Excerpt:
......
My son starts crying as soon as I/my husband tell him to stop doing something. His sobbing turns into wailing and goes on for long. We are not strict parents and merely telling him something in a normal tone (no raised voices) tips him off. He has usually been an active boy. However, off late we see that when we say to adopt some good habits/ stop some actions (like blowing nose himself/sharing toys with 2 yr old sister etc), he starts to cry. There is no specific reason and it is not the case that he doesn’t know how to do these things – there are times when he does the same things very enthusiastically. Also, he doesn’t tell out what he has in his mind during such time and uses only gestures to speak. Cajoling him and telling him to use words to express what he has to say also doesn’t help (he is a very good with speaker at other times).Any inputs to break this crying habit will really help me. With thanks VR
hi spurthi, am also facing the same situation with my 21\2 year old son and becos of that i am getting frustrated
I face the same with my son and I have realized these kids are too smart and thats just their way or not falling in line . My son knows what he has done is wrong as soon as he does it , and if I just give him a stare or say his name firmly he will start his crocodile tears !
Some things are really bad like when he will start hitting me continously and that really scares me as a habit . I try to ignore it coz giving him a whack is not a solution but sometimes I do that !
Most times I ignore him , the silent treatment works when they are just being obstinate . Sometimes I tell him to go and stand behind the curtain by himself and he knows its a punishment for his mis deeds .
I have not yet found the ideal solutionm to these temper tantrums - and any advice is welcome ! Sometimes he really gets angry and those are the times that scare me .
Good to know that I am not alone in this. My 2 year old son also has bad temper tantrums which has increased lately. He will just fall on the floor and roll around crying if he does not get what he wants. He will even fall like that in public and it becomes very embarassing. Sometimes even if he frustrated with his toys he would kick his legs and start sniffling.
I think these young children who cry a lot have problems with expressing and thats why they cry as they cannot express their needs satisfactorily. So their frustration comes out in form of temper tantrums. I think especially in my sons case, till he forms a proper language to express himself he will be like this.
......
Entries provided:
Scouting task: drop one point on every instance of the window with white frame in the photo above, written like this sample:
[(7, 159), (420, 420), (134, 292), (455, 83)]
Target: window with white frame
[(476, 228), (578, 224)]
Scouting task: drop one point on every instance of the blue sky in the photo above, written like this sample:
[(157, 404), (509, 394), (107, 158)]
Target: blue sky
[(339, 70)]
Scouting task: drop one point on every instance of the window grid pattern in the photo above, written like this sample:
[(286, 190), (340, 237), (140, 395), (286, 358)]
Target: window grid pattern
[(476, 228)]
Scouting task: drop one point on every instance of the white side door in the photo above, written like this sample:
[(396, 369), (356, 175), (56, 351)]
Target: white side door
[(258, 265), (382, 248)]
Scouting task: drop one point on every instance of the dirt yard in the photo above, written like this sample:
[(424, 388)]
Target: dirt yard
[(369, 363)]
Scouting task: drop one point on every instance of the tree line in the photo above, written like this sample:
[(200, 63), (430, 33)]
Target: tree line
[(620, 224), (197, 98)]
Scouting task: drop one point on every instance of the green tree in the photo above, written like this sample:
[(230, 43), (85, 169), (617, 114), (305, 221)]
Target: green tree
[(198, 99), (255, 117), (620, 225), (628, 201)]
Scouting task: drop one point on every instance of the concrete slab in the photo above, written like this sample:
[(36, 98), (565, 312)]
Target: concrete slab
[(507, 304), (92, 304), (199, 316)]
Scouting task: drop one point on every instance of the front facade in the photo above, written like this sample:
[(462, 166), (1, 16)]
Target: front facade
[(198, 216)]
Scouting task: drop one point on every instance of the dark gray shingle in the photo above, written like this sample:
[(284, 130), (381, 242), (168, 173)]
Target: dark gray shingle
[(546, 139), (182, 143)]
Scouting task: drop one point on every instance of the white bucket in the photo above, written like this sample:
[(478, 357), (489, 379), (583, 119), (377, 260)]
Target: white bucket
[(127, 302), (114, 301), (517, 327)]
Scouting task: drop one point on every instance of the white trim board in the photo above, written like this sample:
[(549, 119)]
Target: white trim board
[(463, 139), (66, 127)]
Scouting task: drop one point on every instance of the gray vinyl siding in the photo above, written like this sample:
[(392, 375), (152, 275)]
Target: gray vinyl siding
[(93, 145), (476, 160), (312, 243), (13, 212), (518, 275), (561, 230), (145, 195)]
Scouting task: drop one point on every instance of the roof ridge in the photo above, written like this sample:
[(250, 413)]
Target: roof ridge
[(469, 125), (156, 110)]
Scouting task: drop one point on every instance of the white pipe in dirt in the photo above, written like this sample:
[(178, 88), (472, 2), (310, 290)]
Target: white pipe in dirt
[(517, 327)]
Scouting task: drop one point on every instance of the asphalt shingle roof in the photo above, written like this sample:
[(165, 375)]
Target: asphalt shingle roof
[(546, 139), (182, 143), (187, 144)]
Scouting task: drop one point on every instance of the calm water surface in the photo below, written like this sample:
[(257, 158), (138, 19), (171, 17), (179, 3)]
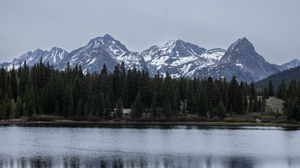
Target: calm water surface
[(210, 147)]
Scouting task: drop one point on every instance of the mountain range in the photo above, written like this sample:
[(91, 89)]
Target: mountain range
[(176, 57)]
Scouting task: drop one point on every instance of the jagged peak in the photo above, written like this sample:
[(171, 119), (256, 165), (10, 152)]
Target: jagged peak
[(108, 37), (56, 49), (241, 44)]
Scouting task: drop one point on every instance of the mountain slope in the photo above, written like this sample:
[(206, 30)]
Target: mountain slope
[(180, 58), (240, 60), (103, 50), (54, 56), (286, 75), (292, 64)]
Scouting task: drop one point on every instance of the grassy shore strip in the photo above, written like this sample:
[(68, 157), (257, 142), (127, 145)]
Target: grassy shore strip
[(128, 123)]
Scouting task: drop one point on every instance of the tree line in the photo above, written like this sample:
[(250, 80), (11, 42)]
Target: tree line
[(290, 93), (43, 90)]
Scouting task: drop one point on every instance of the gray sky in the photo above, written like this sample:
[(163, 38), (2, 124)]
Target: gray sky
[(273, 26)]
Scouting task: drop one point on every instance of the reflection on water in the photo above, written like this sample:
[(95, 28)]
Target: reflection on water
[(174, 147), (119, 162)]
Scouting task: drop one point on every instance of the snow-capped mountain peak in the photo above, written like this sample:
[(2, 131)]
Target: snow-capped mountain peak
[(111, 45), (176, 57), (292, 64)]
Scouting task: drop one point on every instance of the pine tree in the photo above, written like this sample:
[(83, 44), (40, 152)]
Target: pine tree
[(270, 89), (292, 109), (119, 108), (137, 108)]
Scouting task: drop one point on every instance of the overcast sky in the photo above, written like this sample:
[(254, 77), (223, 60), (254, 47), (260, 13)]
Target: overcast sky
[(273, 26)]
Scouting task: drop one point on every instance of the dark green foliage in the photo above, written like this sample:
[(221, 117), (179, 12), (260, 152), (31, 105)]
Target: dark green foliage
[(137, 108), (72, 94), (119, 108)]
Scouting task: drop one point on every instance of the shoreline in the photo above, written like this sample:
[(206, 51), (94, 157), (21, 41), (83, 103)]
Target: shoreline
[(72, 123)]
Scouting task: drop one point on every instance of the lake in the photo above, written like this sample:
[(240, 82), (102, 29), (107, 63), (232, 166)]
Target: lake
[(155, 146)]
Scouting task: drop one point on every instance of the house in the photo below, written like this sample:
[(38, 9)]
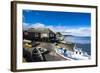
......
Directions:
Continue the forum thread about a young son's crying and temper tantrums from where it stops.

Final result:
NJ and 2986 - ur kids r small.. as NJ said until they develop their language u will have this.. thts the only way for them to express tht they need something.. so u cannot do anything at this age rather give them wat they want..
even i have the same prob with my daughter who is 4yrs old. the minute she wakes from the bed she will start crying.. and never stops until she is given something to play..
for each and everything she cries.. initially i used to convince her , pat her and cuddle her.. but tht didnt work..
now i ignore her crying. i tel her if she cries i wont speak. but its not a big matter for her. she doesnt stop even for tht. i was stubborn and never speak until she stops.. after about 3 or 5min of crying she wil stop it and then speak to me.. tht time i speak normally about something else and change her mood..
even if tht doesnt work i start to cry and speak to her. i imitate her. immediately she stops. i tel her how bad it is if i speak to u like tht.. i know its bad to imitate her and make her feel bad.. but i keep this as the last option..
the first thing after birth they do is to cry. they cry for milk, sleep then later for attention, toys etc.. thts becoming a habit in some kids i think.. they feel if they cry they will get wat they want.. v need to change tht attitude.. v have to be a little stern so tht they undertsnd wat they r doing is wrong..
v moms try new techniques for their tantrums.. but kids nowadays r very clever.. they throw a new kind of tantrum..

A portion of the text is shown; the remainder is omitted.